List every line of the items below that contains the string "monitor", copying each such line in full. Treat the match as case-sensitive.

**Exercise materials**.
━━━━━━━━━━━━━━━━━━━━

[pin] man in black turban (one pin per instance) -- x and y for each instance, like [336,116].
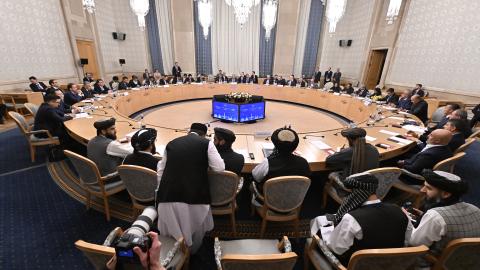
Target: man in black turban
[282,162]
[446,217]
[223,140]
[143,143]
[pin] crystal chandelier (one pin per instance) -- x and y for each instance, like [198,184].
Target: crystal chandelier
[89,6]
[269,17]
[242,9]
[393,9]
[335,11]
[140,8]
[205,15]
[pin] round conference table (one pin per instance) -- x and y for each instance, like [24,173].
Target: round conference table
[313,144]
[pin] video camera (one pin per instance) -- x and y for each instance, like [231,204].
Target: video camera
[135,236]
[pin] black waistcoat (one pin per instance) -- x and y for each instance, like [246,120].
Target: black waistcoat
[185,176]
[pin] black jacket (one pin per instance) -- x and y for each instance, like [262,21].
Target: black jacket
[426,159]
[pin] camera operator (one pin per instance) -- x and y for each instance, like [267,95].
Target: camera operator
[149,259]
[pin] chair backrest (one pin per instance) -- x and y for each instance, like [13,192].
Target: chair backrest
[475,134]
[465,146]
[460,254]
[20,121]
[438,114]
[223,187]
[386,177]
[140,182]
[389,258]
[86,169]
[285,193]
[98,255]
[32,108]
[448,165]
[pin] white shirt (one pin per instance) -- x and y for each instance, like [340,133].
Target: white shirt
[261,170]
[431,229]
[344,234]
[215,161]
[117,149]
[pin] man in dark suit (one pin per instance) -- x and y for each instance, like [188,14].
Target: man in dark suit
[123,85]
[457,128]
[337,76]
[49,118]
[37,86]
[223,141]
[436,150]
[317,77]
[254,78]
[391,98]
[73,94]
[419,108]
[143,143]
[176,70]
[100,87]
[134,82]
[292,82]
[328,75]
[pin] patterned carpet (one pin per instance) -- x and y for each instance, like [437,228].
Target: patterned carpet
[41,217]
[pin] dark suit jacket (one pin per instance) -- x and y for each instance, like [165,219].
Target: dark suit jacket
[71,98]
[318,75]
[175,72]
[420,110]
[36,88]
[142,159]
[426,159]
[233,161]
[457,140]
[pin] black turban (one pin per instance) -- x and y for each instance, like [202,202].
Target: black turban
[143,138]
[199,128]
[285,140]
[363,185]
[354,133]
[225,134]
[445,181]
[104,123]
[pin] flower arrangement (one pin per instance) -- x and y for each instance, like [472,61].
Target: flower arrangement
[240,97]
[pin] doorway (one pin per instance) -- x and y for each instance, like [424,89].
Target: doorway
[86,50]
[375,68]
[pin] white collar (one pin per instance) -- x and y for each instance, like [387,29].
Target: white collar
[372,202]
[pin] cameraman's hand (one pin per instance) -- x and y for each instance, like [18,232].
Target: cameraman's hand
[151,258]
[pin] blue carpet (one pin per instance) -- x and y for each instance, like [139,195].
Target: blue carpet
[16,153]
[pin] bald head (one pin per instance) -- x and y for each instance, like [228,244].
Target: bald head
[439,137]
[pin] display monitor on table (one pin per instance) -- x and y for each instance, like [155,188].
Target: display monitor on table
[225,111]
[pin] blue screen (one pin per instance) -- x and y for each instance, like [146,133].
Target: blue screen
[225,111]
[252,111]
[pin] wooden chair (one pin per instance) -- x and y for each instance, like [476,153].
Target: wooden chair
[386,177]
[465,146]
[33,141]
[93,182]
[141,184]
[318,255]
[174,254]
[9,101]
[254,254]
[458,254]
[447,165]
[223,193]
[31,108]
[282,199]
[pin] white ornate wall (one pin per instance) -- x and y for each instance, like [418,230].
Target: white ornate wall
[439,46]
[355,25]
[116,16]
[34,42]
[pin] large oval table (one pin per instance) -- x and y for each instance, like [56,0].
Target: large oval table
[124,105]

━━━━━━━━━━━━━━━━━━━━

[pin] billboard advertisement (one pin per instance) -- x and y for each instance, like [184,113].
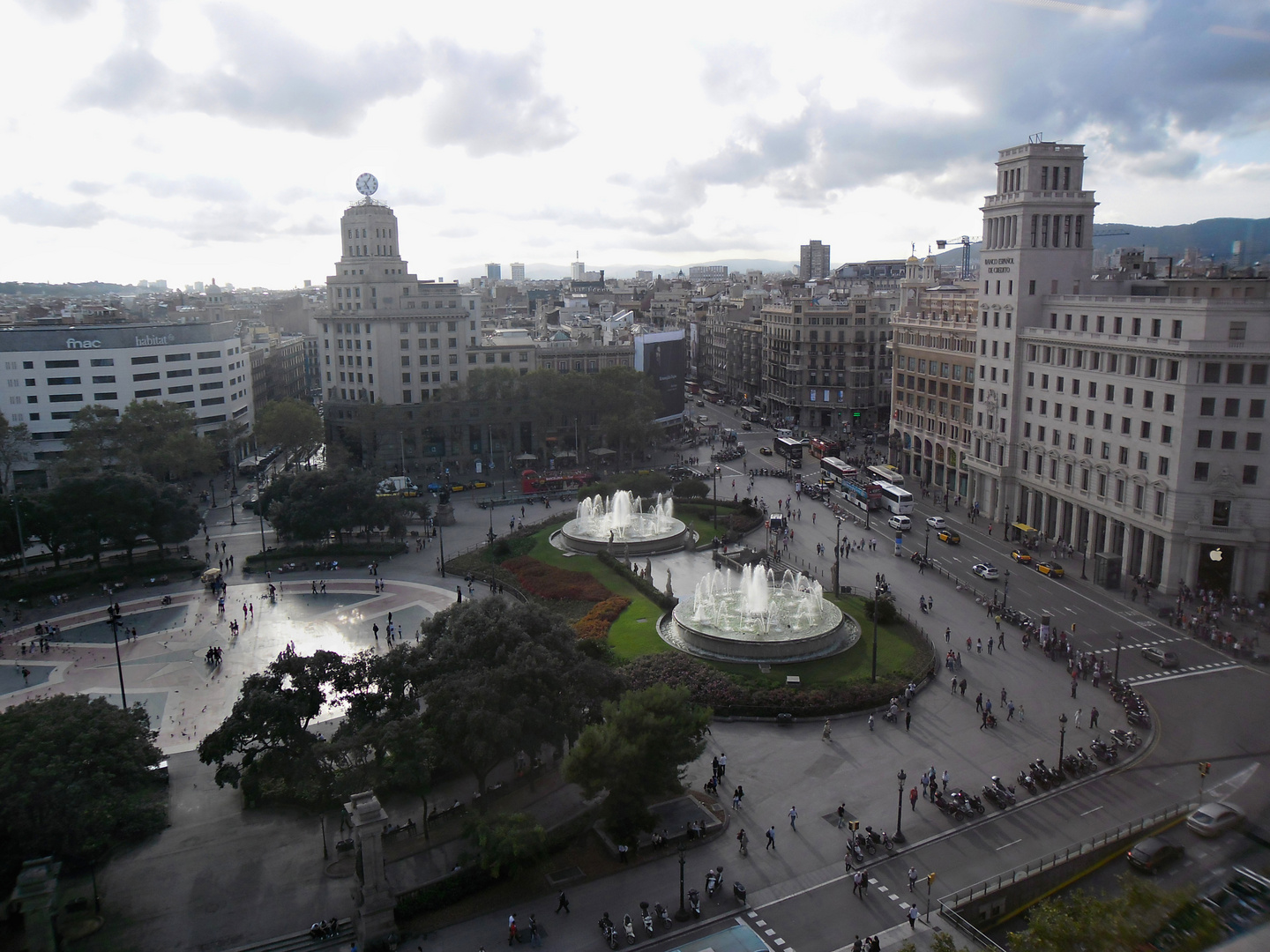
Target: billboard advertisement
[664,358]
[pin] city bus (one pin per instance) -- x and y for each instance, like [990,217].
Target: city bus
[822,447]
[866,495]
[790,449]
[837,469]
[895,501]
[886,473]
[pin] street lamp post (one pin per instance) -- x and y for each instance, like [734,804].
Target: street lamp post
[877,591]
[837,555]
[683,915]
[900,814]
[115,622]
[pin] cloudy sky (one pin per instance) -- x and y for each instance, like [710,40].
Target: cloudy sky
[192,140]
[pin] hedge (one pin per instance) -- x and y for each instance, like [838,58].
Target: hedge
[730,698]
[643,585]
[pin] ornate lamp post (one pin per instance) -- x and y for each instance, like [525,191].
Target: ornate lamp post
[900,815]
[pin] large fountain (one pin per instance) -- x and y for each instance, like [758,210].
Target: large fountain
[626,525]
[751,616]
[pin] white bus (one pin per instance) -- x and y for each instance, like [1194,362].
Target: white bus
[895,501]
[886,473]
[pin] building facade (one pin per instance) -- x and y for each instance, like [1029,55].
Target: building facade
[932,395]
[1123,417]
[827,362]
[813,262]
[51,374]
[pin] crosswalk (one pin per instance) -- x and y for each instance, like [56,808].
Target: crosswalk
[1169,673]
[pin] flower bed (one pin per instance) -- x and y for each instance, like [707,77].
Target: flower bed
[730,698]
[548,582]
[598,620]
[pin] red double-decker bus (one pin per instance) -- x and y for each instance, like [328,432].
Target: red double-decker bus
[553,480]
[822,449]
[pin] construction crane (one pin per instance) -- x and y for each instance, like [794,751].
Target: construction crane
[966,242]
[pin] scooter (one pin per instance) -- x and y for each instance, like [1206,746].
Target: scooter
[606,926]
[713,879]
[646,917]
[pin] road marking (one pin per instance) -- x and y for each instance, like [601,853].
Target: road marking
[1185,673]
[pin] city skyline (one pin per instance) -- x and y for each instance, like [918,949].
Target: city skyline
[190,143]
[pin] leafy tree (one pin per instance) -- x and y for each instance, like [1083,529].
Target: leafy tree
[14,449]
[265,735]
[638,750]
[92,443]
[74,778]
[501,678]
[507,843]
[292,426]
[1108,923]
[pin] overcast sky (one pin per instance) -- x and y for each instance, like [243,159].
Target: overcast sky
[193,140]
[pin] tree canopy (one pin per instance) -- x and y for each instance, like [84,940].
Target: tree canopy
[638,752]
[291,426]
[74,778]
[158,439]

━━━━━━━━━━━━━━━━━━━━

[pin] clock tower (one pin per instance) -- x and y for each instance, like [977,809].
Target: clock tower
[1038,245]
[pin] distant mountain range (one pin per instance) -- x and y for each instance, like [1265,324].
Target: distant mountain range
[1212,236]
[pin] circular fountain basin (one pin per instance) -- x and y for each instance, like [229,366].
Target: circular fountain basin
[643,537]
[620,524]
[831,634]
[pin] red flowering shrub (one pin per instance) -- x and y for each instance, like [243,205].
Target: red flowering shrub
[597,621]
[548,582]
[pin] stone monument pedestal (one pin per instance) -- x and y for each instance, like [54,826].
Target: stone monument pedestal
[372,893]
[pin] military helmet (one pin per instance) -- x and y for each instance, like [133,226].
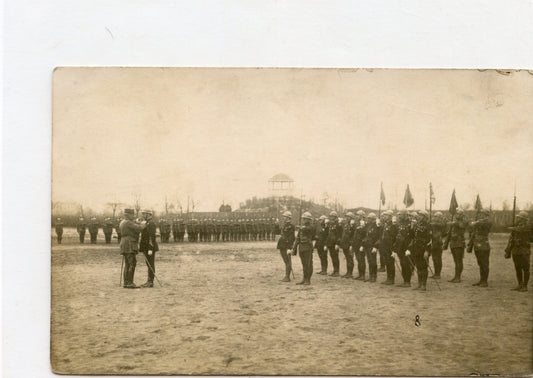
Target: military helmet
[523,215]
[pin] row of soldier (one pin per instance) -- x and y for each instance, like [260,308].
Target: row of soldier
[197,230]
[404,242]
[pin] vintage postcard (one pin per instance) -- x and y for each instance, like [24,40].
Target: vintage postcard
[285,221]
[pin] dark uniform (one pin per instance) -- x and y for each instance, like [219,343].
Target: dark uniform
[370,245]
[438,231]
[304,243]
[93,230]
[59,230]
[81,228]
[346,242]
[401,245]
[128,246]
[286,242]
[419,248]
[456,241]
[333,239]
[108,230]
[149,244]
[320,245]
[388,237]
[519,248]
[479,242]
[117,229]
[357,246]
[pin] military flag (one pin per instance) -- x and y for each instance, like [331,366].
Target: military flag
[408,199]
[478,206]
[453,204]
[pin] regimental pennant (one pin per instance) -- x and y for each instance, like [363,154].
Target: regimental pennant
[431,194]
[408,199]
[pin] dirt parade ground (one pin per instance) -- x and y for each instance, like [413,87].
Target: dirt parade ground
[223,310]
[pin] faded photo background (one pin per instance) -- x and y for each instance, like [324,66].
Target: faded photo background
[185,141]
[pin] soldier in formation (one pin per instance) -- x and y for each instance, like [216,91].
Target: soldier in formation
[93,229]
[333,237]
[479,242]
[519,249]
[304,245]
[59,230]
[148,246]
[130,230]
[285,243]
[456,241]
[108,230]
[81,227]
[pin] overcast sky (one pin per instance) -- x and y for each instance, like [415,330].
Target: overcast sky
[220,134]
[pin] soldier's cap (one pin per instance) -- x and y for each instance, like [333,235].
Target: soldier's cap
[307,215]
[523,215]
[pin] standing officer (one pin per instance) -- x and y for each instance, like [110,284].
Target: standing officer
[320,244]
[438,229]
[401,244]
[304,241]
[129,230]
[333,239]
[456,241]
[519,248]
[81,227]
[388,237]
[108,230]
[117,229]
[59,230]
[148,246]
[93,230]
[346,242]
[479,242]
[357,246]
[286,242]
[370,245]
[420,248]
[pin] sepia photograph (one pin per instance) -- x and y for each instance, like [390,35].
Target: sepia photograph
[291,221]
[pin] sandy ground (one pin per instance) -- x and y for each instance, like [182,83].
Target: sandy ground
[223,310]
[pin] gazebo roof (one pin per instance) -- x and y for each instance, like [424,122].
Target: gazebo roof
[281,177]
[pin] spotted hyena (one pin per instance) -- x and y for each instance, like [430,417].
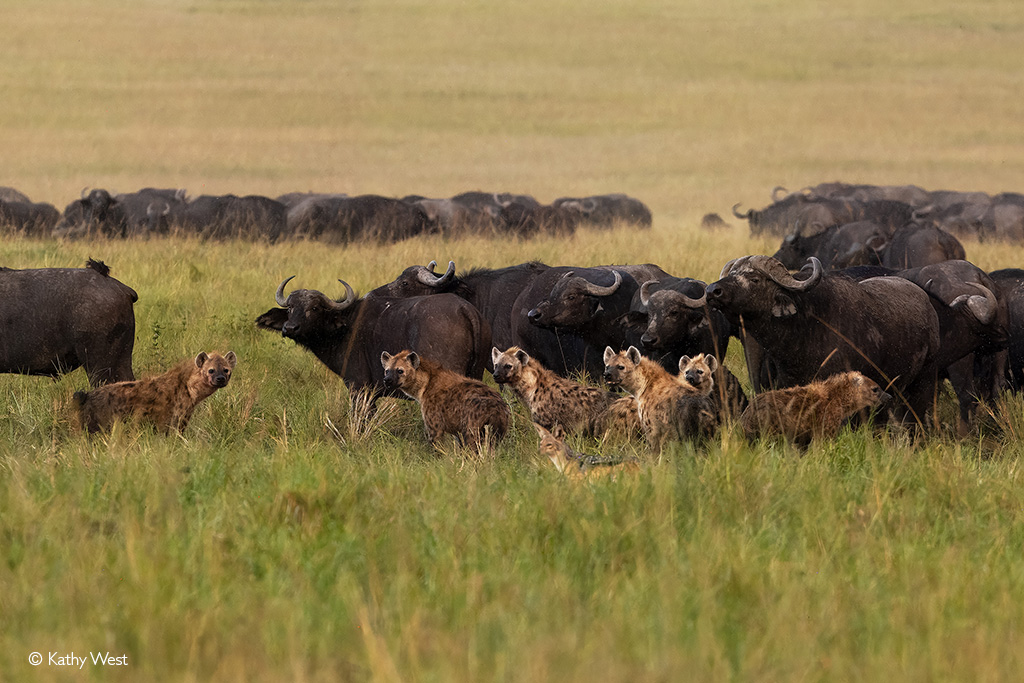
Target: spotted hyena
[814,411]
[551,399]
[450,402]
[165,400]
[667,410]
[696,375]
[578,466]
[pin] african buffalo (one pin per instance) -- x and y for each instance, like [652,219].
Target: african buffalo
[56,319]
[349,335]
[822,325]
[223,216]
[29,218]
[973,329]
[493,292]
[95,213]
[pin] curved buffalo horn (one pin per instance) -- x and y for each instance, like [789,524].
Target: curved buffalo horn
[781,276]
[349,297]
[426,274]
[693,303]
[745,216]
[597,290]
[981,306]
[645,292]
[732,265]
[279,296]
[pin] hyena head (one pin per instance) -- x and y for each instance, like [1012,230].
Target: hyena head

━━━━━━━━━━━━━━━━━━━━

**Expected answer**.
[pin] display monitor on table (one pin per instance) -- x and y for each instance, like [155,188].
Target: display monitor on table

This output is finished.